=== PASAJE CITADO ===

Monumento al famoso delfín Opo, en Onoponi (Isla Norte de Nueva Zelanda)

En la misma puerta del merendero, había una extraña estatua con un niño aferrado a un delfín cuya historia nos narró un pescador local mientras degustábamos el café de sobremesa en su terraza. Como por allí se gasta un inglés tan inteligible que parece que hablasen con la boca llena (de mejillones verdes, supongo), apenas nos enteramos de la mitad, así que he tenido que indagar luego algo por Internet para relatársela completa.

Opo dejando boquiabierto al personal con su inteligencia.

Hace muchos años, un raro y salvaje delfín nariz de botella (Tursiops australis), que es tan oriundo de la zona como los mejillones, hizo famoso a este pueblo al aparecer durante primavera de 1955 en su playa tras haber matado los pescadores a sus padres. El acuático y huérfano cetáceo se puso a jugar con los bañistas haciendo fabulosas cabriolas, y equilibrios en su nariz con pelotas y botellas (igual su nombre vulgar procede de ahí) y hasta permitía agarrarse a sus aletas a los niños y remolcarlos. Su simpatía e inteligencia hizo que pronto se convirtiese en una celebridad y llegasen autobuses repletos de turistas desde Auckland para nadar sujetos a su cola y de paso probar los famosos mejillones locales, con lo que el auge del turismo en la pequeña aldea marinera fue enorme. Al final la multitud acabó golpeando a Opo hasta con remos para competir llamando su atención y el gobernador tuvo que tomas cartas en el asunto. Un año después, el 8 de marzo de 1956 salió la ley solicitada por los lugareños para proteger a Opo, pues ese era el nombre que dieron al infausto delfín.

=== EXTRACTOS DE DATOS ===

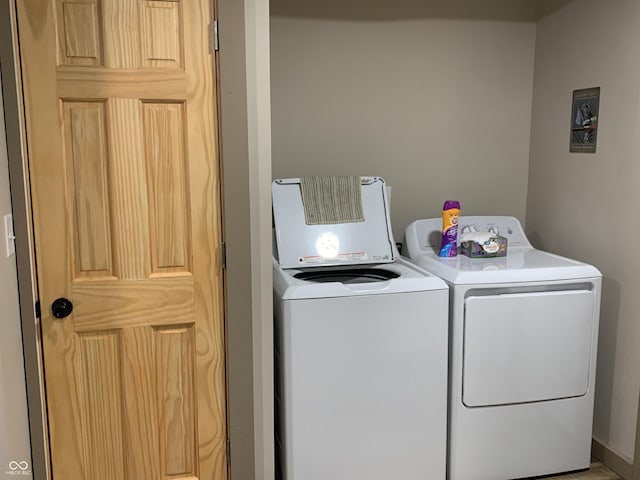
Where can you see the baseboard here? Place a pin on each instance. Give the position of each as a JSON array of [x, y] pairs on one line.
[[612, 460]]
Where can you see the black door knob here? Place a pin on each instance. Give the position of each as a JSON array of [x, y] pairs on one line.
[[61, 307]]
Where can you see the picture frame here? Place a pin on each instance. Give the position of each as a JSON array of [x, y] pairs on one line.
[[584, 120]]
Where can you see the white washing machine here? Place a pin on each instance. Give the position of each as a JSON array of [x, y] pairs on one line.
[[522, 354], [360, 348]]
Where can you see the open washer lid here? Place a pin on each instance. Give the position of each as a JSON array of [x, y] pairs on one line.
[[301, 245]]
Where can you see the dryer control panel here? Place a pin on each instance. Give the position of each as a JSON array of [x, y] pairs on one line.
[[430, 230]]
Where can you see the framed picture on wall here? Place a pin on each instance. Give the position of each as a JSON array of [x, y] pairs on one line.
[[584, 120]]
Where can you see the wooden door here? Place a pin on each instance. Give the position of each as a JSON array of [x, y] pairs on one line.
[[120, 111]]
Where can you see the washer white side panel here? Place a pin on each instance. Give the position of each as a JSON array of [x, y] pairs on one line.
[[527, 347], [364, 387]]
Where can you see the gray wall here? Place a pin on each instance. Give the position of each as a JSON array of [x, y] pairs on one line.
[[437, 104], [583, 205], [14, 427]]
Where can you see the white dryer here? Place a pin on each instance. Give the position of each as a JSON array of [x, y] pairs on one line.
[[360, 348], [523, 339]]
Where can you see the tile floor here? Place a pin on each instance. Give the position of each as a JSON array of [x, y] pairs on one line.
[[596, 472]]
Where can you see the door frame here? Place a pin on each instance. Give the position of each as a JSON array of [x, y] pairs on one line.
[[18, 180]]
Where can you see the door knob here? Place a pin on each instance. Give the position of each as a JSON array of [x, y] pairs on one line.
[[61, 307]]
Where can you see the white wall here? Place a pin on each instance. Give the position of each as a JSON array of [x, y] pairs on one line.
[[584, 205], [440, 107], [14, 433]]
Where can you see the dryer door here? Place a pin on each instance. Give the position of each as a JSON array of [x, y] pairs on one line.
[[527, 347]]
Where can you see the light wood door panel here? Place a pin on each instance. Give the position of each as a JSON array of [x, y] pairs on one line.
[[120, 110]]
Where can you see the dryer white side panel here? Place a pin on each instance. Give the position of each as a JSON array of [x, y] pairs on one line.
[[527, 347]]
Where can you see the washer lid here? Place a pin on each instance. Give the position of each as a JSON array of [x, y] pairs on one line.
[[301, 245], [523, 263]]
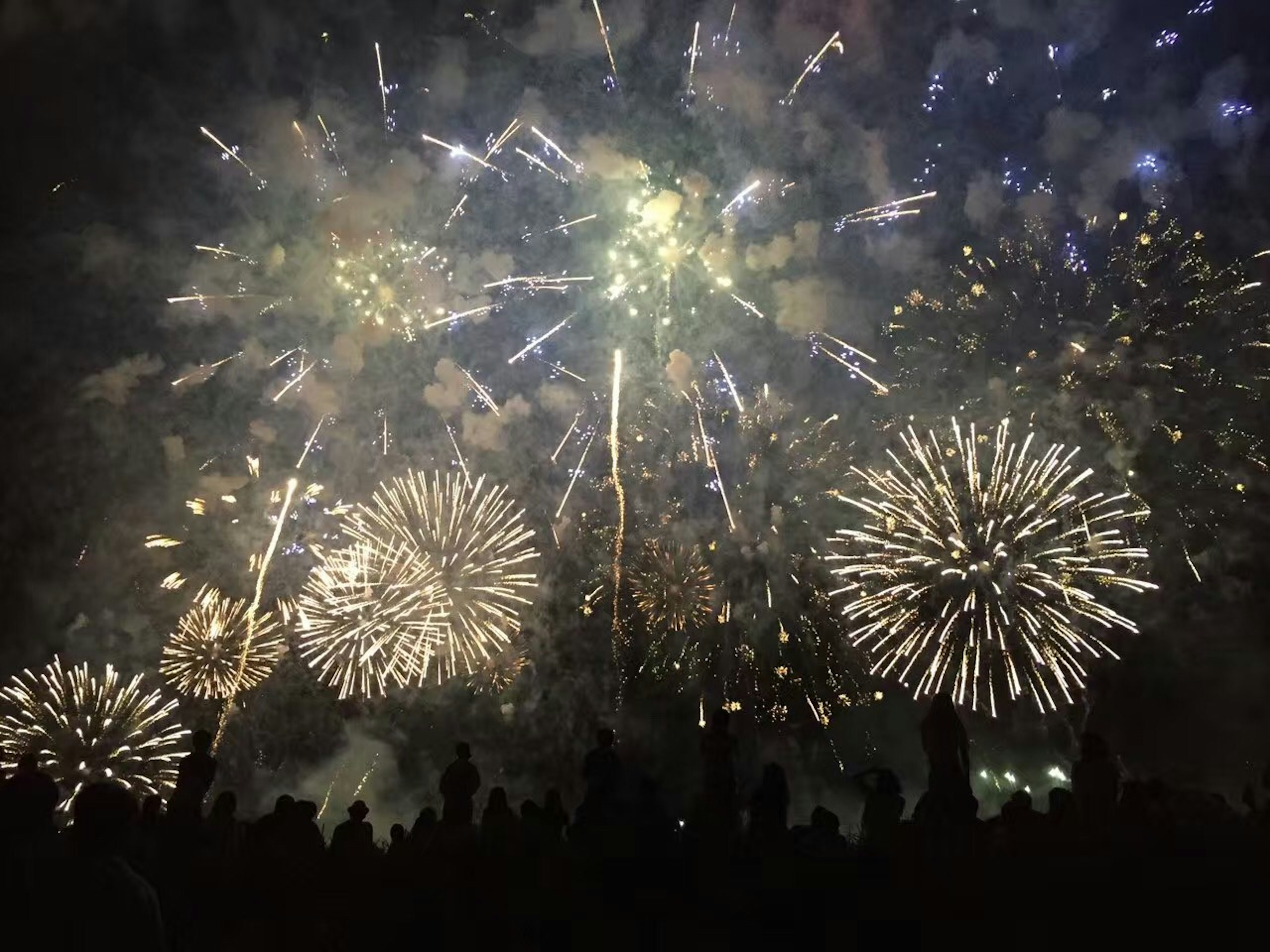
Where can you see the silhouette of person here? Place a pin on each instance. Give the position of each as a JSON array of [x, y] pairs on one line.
[[556, 818], [884, 807], [115, 908], [719, 776], [354, 841], [948, 752], [27, 801], [603, 769], [770, 808], [498, 824], [195, 778], [459, 785], [1095, 781]]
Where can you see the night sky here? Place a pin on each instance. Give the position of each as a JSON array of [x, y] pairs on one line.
[[1013, 111]]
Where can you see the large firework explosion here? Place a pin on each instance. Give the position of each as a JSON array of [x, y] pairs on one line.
[[431, 587], [1131, 336], [987, 578], [738, 484], [228, 525], [88, 727], [369, 616], [204, 655]]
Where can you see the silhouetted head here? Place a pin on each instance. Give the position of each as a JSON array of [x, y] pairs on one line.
[[1060, 801], [774, 780], [942, 707], [1020, 800], [825, 820], [105, 813], [888, 784], [151, 808], [225, 805], [1094, 748]]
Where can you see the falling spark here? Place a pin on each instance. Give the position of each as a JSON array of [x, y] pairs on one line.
[[252, 621], [832, 44], [619, 540], [740, 197], [539, 341], [982, 575], [574, 478], [87, 727], [693, 61], [604, 35], [309, 445], [568, 433], [228, 151], [554, 148], [384, 89]]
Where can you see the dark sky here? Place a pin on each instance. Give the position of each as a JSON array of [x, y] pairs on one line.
[[107, 184]]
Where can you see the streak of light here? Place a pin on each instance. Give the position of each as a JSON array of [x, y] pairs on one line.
[[384, 91], [573, 479], [206, 369], [566, 437], [832, 42], [750, 306], [693, 60], [534, 160], [228, 151], [714, 465], [463, 464], [732, 388], [620, 539], [252, 610], [309, 445], [554, 148], [740, 197], [512, 129], [576, 221], [460, 153], [604, 35], [458, 211], [539, 341], [487, 398], [458, 317], [295, 380]]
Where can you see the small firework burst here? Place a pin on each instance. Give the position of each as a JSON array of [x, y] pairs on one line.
[[980, 578], [86, 728]]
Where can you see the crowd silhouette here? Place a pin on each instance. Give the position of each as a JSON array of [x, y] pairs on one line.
[[624, 871]]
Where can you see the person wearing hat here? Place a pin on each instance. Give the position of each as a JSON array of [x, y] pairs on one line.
[[354, 841]]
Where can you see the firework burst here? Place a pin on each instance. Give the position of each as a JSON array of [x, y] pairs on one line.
[[370, 616], [204, 654], [86, 728], [987, 582], [757, 475], [1132, 336], [473, 537], [672, 587]]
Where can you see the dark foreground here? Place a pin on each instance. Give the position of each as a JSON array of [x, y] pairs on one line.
[[1108, 861]]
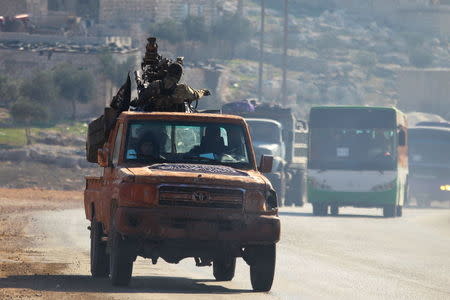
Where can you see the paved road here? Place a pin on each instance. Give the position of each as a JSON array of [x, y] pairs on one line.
[[357, 255]]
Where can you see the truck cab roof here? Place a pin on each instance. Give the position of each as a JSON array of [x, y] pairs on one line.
[[214, 118]]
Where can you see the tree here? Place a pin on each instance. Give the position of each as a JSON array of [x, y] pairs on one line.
[[74, 85], [8, 91], [27, 113]]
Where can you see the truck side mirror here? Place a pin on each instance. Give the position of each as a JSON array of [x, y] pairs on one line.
[[402, 137], [103, 157], [266, 164]]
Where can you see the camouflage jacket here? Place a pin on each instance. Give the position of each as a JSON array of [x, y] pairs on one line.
[[154, 98]]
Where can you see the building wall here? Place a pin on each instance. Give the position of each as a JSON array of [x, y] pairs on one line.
[[14, 7], [138, 11]]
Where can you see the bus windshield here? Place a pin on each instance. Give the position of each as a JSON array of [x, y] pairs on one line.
[[353, 149]]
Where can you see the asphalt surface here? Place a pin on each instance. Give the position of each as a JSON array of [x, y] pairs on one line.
[[356, 255]]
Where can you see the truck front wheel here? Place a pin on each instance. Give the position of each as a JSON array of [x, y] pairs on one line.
[[121, 262], [262, 267], [390, 211], [223, 268], [99, 257]]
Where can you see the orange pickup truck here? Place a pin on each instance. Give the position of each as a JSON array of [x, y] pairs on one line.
[[178, 185]]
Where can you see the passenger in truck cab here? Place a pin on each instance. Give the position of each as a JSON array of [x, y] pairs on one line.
[[148, 147], [211, 143]]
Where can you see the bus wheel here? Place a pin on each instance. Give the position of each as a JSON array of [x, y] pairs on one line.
[[399, 211], [320, 209], [389, 211], [334, 210]]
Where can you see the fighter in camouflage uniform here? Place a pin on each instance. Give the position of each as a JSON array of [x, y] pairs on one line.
[[167, 94]]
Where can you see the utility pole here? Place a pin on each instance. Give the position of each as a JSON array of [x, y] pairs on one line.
[[285, 48], [240, 8], [261, 50]]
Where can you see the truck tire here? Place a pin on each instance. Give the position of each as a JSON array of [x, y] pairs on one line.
[[99, 257], [223, 268], [262, 267], [121, 262], [390, 211]]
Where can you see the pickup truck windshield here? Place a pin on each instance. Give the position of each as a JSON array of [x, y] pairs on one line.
[[264, 132], [187, 142]]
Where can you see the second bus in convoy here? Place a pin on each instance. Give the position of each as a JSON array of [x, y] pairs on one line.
[[357, 157], [429, 163]]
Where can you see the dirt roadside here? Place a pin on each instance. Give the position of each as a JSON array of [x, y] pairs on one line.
[[16, 212]]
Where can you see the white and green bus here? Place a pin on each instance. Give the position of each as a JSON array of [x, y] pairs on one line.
[[358, 157]]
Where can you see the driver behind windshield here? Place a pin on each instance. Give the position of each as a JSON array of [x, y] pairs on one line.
[[211, 142], [148, 147]]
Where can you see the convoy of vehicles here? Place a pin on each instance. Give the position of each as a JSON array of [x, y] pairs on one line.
[[178, 185], [275, 131], [357, 157], [429, 163]]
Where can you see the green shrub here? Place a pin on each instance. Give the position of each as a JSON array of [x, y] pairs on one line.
[[421, 58]]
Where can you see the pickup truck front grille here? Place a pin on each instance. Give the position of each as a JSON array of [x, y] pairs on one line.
[[200, 197]]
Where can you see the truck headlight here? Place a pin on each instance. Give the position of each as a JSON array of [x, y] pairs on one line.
[[131, 194], [255, 201], [315, 184], [272, 200]]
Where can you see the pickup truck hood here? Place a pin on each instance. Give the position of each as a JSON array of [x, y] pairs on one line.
[[197, 174]]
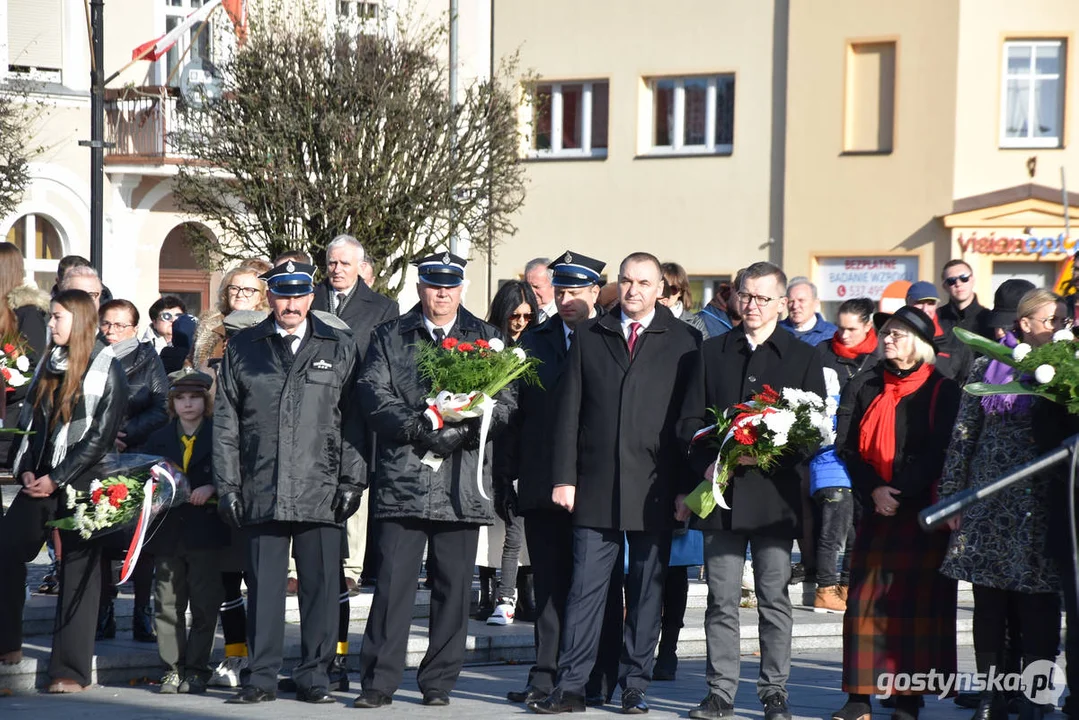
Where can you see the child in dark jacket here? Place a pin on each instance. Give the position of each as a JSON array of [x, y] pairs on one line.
[[189, 540]]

===

● **TAREAS**:
- a) Di si cada afirmación concuerda con el texto sobre el delfín Opo y cita las palabras que lo deciden: (i) Opo apareció en la playa durante la primavera de 1955. (ii) Los turistas llegaban en tren desde Wellington. (iii) La ley para proteger a Opo salió el 8 de marzo de 1956.
- b) Según el texto sobre el delfín Opo, ¿quién les contó la historia de la estatua?
- c) Transcribe del texto sobre el delfín Opo el fragmento que va de "Monumento al famoso" a "con su inteligencia.", ambos incluidos.

● **RESPUESTAS POR TAREA**:
- a)
(i) Sí: "al aparecer durante primavera de 1955 en su playa".
(ii) No: "llegasen autobuses repletos de turistas desde Auckland".
(iii) Sí: "el 8 de marzo de 1956 salió la ley solicitada por los lugareños para proteger a Opo".

- b) Un pescador local, mientras tomaban el café de sobremesa en su terraza.

- c)
Monumento al famoso delfín Opo, en Onoponi (Isla Norte de Nueva Zelanda)

En la misma puerta del merendero, había una extraña estatua con un niño aferrado a un delfín cuya historia nos narró un pescador local mientras degustábamos el café de sobremesa en su terraza. Como por allí se gasta un inglés tan inteligible que parece que hablasen con la boca llena (de mejillones verdes, supongo), apenas nos enteramos de la mitad, así que he tenido que indagar luego algo por Internet para relatársela completa.

Opo dejando boquiabierto al personal con su inteligencia.